§ **KUTIPAN BACAAN**
┌──
Periset juga melakukan rekayasa pada tikus agar menghasilkan sedikit gen MITF.
Awalnya, periset menduga jika proses rekayasa tersebut akan memperlambat proses perubahan warna pada tikus.
Namun, mereka terkejut karena hasil yang didapat justru sebaliknya.
Akhirnya, periset menemukan bahwa tikus yang memiliki gen MITF dalam jumlah kecil memiliki lebih banyak protein yang ditemukan dalam sistem kekebalan yang disebut interferon.
Interferon membantu tubuh kita melindungi diri terhadap penyakit seperti meriang dan flu.
Pada dasarnya, tingkat gen MITF yang lebih tinggi dikaitkan dengan tingkat protein interferon yang lebih rendah.
└──
§ **KETENTUAN TUGAS A**
Tuliskan bagian kutipan tentang gen MITF pada tikus dari "Awalnya, periset menduga" sampai "didapat justru sebaliknya." tanpa mengubah satu kata pun.
§ **KETENTUAN TUGAS B**
Tolong lanjutkan kutipan tentang gen MITF dan interferon pada tikus, mulai setelah kalimat terakhirnya.
Baris-baris data sesudah ini tidak diperlukan.

§ **ENTRI HASIL EKSTRAKSI**
┌──
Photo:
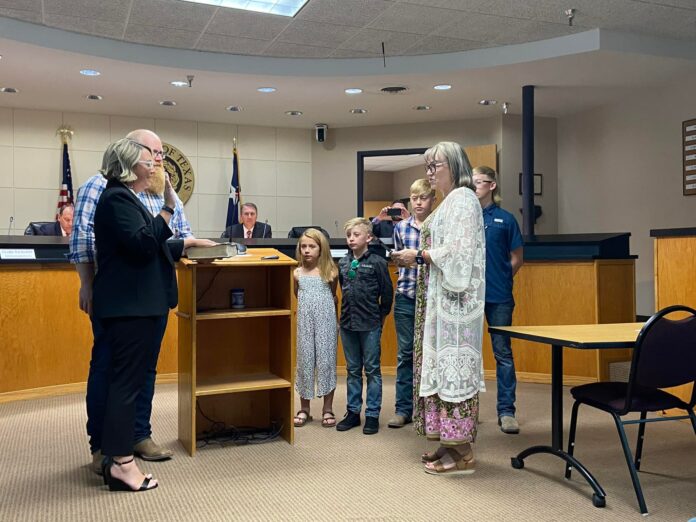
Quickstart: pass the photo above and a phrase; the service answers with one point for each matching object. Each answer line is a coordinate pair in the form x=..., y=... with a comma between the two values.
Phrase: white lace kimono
x=453, y=331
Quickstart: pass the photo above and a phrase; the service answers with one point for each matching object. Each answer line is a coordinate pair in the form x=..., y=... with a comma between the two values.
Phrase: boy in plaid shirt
x=407, y=235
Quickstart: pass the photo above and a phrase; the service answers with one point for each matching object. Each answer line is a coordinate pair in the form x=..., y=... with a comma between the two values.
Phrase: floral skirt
x=449, y=422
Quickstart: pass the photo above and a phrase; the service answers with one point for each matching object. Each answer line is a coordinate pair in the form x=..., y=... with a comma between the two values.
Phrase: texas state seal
x=180, y=171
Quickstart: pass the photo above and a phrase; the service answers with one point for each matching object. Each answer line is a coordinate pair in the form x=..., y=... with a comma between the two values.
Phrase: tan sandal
x=328, y=419
x=302, y=417
x=463, y=465
x=432, y=456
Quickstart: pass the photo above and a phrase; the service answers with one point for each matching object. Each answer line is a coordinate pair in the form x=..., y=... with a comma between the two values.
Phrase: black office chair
x=296, y=232
x=33, y=227
x=664, y=356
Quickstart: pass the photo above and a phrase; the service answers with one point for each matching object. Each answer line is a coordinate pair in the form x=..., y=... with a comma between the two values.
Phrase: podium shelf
x=243, y=313
x=240, y=384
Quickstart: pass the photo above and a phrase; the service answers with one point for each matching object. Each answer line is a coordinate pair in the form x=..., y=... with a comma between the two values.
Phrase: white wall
x=545, y=163
x=275, y=165
x=620, y=169
x=334, y=162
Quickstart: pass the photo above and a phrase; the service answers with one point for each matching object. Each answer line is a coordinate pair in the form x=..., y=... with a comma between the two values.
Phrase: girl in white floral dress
x=315, y=287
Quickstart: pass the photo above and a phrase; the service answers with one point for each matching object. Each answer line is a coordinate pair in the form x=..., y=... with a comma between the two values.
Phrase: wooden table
x=584, y=337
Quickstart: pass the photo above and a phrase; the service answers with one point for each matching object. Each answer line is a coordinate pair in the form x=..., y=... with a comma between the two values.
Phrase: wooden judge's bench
x=566, y=279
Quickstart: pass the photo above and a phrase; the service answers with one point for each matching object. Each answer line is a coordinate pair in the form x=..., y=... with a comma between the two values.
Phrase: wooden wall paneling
x=616, y=303
x=675, y=282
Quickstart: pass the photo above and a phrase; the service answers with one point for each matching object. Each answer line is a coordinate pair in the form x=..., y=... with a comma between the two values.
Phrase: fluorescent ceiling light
x=278, y=7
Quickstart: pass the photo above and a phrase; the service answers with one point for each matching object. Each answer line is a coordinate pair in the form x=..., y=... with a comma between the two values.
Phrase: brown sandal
x=328, y=419
x=300, y=420
x=465, y=465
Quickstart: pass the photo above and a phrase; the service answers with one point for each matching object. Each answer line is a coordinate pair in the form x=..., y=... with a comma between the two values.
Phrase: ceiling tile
x=290, y=50
x=229, y=44
x=350, y=53
x=316, y=34
x=107, y=29
x=161, y=36
x=21, y=14
x=234, y=22
x=409, y=18
x=370, y=40
x=357, y=13
x=177, y=15
x=114, y=10
x=22, y=5
x=441, y=44
x=685, y=4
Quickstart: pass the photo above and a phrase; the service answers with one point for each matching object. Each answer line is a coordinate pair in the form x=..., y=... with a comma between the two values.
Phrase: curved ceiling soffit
x=59, y=39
└──
§ **JAWABAN TERTULIS A**
Awalnya, periset menduga jika proses rekayasa tersebut akan memperlambat proses perubahan warna pada tikus.
Namun, mereka terkejut karena hasil yang didapat justru sebaliknya.

§ **JAWABAN TERTULIS B**
Periset menyimpulkan bahwa ketika terlalu banyak interferon, sistem kekebalan tikus tidak tahu bagaimana cara berperilaku dan menyerang dari sel melanosit, bukan hanya virus asing.
Belum dapat dipastikan apakah memiliki lebih banyak gen MITF dapat menurunkan interferon, atau sebaliknya.
Periset hanya tahu menemukan hubungan antara sistem kekebalan dan gen yang berkontribusi pada warna rambut manusia.
Ini hanyalah titik awal untuk penelitian lebih lanjut mengenai sistem kekebalan dan munculnya uban.
Menurut peneliti, temuan ini juga dapat membantu menjelaskan kondisi lain yang melibatkan pigmentasi, seperti vitiligo.